> **YOUR OBJECTIVE**
Return the passage about Toby Rice's push for US LNG exports word for word, from "The world needs" up to and including "slash global emissions.".

> **QUOTED PASSAGE**
----

From a converted karate dojo above a Pittsburgh liquor store, Toby Rice, a self-described “shalennial” who runs one of America’s biggest energy companies, has a plan to fix global warming and soothe European anxieties over fuel supplies.

It involves lots more hydrocarbons — specifically, liquefied natural gas, the supercooled fuel that US companies have been sending in record volumes across the Atlantic as Europe tries to break Vladimir Putin’s energy chokehold.

The world needs more American fossil fuels, according to Rice. “Unleash US LNG,” reads the phrase on caps and shirts he hands to visitors stopping by the dojo. He contends doing so would enable American gas to kill off foreign coal and slash global emissions.

“Sending US LNG to China and India is going to be the biggest decarbonising thing we can do as a country,” Rice said.

Climate campaigners are far from endorsing his strategy, but it has become an axiom for a shale energy patch that now treats the 40-year-old Bostonian as something like a folk hero.

----

> **GIVEN ENTRIES**
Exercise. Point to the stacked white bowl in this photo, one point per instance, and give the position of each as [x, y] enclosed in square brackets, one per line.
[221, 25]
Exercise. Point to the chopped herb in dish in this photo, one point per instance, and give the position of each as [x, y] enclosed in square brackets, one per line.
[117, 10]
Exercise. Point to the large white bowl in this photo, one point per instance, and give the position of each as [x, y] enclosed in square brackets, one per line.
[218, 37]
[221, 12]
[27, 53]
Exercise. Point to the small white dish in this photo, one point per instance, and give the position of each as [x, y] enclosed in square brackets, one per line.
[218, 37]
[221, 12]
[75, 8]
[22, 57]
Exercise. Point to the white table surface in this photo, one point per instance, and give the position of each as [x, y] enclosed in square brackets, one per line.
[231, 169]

----

> **RESPONSE TO THE TASK**
The world needs more American fossil fuels, according to Rice. “Unleash US LNG,” reads the phrase on caps and shirts he hands to visitors stopping by the dojo. He contends doing so would enable American gas to kill off foreign coal and slash global emissions.